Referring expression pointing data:
Content starts

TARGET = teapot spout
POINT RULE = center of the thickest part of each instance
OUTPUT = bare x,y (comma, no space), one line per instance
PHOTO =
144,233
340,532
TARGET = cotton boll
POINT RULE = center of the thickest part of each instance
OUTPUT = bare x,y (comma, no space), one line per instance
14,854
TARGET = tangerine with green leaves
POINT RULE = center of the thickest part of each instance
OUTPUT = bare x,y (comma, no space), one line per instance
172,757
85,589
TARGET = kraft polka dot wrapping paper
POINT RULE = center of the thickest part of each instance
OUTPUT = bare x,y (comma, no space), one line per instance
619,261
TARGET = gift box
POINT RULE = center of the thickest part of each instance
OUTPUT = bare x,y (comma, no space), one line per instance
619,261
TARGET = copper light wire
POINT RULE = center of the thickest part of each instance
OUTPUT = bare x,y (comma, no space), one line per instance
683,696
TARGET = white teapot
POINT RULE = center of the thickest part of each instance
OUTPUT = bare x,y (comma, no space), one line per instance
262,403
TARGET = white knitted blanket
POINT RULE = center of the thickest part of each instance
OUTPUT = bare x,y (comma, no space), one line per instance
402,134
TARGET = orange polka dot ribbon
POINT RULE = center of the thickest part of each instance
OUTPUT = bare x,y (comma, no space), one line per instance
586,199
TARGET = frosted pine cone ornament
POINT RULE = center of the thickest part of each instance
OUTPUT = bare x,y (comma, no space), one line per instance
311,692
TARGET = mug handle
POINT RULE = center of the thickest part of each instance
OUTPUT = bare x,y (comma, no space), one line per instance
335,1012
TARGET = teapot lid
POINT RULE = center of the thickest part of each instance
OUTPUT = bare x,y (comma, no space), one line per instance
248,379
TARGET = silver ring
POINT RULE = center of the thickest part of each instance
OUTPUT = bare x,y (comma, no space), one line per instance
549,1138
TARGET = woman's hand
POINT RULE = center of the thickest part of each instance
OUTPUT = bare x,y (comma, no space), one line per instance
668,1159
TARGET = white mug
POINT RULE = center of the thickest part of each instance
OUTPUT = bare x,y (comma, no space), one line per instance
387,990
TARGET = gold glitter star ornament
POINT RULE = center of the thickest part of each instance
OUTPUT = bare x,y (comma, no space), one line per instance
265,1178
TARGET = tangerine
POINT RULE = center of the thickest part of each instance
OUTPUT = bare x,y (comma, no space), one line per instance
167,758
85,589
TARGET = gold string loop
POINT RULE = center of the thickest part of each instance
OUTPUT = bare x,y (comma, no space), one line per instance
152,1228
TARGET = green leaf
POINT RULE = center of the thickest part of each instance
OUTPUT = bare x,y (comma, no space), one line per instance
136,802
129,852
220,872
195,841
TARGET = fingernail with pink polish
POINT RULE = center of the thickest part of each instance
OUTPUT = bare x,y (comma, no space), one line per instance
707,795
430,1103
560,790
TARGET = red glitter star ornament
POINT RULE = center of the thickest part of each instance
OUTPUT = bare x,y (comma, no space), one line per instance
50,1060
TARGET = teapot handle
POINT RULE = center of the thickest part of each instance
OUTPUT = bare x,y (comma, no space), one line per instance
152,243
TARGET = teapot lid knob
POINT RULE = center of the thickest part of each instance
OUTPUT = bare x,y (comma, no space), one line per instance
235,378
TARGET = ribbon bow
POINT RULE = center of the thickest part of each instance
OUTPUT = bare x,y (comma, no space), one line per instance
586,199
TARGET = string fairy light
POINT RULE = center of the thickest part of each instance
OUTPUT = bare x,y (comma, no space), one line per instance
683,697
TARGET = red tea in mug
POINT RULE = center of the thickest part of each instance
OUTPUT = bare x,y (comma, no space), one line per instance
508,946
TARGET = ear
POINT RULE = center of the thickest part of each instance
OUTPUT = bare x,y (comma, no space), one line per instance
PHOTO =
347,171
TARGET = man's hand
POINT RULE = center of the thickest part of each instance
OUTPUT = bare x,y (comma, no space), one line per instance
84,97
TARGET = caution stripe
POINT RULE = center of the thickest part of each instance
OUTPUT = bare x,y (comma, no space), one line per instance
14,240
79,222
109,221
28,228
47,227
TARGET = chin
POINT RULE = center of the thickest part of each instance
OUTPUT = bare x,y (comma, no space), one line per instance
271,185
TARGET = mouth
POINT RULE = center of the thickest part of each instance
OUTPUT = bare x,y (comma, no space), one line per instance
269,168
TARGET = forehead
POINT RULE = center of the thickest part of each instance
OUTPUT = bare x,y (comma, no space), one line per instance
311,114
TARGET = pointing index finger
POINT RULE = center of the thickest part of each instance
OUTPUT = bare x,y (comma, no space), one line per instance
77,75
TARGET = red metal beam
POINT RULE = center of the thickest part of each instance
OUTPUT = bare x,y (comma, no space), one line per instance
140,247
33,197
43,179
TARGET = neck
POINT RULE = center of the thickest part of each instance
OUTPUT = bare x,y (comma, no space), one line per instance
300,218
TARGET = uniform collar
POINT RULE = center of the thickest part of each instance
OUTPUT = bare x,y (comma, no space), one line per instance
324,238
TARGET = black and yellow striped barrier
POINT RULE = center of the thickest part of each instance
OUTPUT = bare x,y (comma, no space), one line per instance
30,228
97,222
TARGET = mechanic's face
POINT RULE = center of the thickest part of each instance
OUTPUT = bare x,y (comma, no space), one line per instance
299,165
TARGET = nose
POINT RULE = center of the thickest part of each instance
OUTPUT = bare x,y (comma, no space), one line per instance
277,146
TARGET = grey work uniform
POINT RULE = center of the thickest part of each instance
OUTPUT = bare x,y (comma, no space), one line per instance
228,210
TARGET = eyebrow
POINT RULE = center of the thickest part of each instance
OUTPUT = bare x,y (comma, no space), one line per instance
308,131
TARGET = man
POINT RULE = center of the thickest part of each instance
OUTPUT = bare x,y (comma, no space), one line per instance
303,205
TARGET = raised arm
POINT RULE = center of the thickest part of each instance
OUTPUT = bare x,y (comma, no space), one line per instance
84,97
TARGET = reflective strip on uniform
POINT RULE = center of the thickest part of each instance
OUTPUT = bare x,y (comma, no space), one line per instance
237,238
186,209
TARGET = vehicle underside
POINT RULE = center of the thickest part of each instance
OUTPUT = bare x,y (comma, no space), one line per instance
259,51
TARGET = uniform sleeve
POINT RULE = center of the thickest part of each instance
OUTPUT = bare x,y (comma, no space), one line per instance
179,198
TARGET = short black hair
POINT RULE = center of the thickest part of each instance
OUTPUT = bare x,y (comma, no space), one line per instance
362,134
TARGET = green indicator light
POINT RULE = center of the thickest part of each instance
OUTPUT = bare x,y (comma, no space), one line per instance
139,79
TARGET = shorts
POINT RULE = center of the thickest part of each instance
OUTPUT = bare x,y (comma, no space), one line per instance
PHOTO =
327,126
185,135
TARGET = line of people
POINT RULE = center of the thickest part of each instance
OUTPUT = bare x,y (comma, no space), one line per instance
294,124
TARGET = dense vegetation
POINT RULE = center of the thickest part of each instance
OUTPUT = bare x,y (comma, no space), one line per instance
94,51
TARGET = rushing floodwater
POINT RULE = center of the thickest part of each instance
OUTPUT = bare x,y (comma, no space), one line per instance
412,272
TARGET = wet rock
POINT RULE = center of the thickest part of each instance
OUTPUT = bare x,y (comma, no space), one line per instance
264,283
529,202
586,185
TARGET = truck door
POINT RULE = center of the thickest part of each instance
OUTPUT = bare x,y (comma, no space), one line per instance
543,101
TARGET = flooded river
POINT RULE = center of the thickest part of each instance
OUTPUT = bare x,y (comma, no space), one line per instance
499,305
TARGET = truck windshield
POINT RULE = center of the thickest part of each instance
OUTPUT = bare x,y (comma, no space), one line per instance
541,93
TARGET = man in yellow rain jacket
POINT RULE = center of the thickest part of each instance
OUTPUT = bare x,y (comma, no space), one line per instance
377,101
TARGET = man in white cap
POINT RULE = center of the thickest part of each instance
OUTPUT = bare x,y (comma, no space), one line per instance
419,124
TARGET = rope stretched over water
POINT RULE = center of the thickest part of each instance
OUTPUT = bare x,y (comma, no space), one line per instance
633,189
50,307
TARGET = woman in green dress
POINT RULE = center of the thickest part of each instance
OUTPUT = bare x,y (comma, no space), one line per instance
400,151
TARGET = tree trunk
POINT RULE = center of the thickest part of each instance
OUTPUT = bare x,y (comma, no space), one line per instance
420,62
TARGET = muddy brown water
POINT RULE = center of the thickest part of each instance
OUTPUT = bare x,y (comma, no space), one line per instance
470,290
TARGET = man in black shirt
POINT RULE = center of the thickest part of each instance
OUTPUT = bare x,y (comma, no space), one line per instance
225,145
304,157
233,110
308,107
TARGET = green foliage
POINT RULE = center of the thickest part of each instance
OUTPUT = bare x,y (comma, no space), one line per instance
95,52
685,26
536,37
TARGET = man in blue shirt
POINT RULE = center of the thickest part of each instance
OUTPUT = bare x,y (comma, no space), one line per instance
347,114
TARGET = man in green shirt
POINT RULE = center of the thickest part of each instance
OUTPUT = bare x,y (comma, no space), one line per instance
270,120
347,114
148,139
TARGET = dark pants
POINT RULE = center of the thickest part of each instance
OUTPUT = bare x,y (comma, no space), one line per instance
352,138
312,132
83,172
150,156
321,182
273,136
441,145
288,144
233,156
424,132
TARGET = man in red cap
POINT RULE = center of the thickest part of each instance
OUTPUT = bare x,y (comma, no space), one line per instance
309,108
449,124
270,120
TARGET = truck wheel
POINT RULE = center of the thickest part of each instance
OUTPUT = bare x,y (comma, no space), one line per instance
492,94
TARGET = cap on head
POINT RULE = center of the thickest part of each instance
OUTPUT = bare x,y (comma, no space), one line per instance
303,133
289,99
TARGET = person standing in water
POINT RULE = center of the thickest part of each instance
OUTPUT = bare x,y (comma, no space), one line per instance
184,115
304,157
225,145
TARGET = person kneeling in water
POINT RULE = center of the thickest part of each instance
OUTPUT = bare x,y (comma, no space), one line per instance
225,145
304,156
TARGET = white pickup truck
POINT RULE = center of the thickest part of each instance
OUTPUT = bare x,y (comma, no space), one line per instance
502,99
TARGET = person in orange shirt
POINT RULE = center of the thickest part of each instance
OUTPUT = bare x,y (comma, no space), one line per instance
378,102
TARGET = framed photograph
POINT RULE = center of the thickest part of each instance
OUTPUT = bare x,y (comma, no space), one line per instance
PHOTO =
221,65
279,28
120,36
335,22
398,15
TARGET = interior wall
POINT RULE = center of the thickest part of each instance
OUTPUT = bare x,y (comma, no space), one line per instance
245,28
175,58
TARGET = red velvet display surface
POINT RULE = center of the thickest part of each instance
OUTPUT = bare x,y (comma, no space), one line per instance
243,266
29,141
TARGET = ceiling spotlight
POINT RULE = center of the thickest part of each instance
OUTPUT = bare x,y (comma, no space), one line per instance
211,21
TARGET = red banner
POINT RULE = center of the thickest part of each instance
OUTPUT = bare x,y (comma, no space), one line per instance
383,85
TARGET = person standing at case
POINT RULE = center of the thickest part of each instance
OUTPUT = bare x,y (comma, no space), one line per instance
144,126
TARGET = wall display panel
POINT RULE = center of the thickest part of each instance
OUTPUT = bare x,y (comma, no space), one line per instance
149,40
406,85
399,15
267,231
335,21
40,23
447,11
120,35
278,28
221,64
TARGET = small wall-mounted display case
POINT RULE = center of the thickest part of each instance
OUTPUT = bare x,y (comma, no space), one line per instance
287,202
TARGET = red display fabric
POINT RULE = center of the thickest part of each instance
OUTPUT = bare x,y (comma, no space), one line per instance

Content ends

* _WORK TO COMPLETE_: Copy, please, exactly the lines that start at the first line of the data and end at the line containing "TARGET = mug handle", both kept and no others.

* _REPLY TO THE TASK_:
TARGET = teapot spout
POINT RULE = center of the thickest part of each instance
OUTPUT = bare x,y (comma, no space), one line per instance
PHOTO =
144,233
340,532
TARGET = cotton boll
POINT RULE = center of the thickest part of each instance
OUTPUT = bare x,y (comma, no space), one line per instance
14,854
TARGET = tangerine with green leaves
POINT RULE = center of the thickest part of each instance
OUTPUT = bare x,y (comma, no space), one line per instance
172,757
85,589
TARGET = kraft polka dot wrapping paper
POINT RULE = center of the thickest part of each instance
OUTPUT = bare x,y (comma, no space), one line per instance
619,261
TARGET = gift box
POINT RULE = center of the thickest part of each instance
OUTPUT = bare x,y (comma, no space), one line per instance
619,261
TARGET = copper light wire
POINT RULE = center of the thickest part of each instance
OUTPUT = bare x,y (comma, no space), one line per instance
683,696
TARGET = white teapot
POINT RULE = center of the thickest part of each instance
OUTPUT = bare x,y (comma, no space), one line per instance
262,403
TARGET = white knitted blanket
POINT RULE = center of the thickest part of each instance
OUTPUT = bare x,y (comma, no space), one line per instance
402,134
TARGET = orange polka dot ribbon
POINT RULE = center of the thickest part of each instance
OUTPUT = bare x,y (comma, no space), one line per instance
586,199
TARGET = frosted pine cone ornament
POINT RULE = center of the thickest part of each instance
OUTPUT = bare x,y (comma, no space), one line per instance
311,692
TARGET = mug handle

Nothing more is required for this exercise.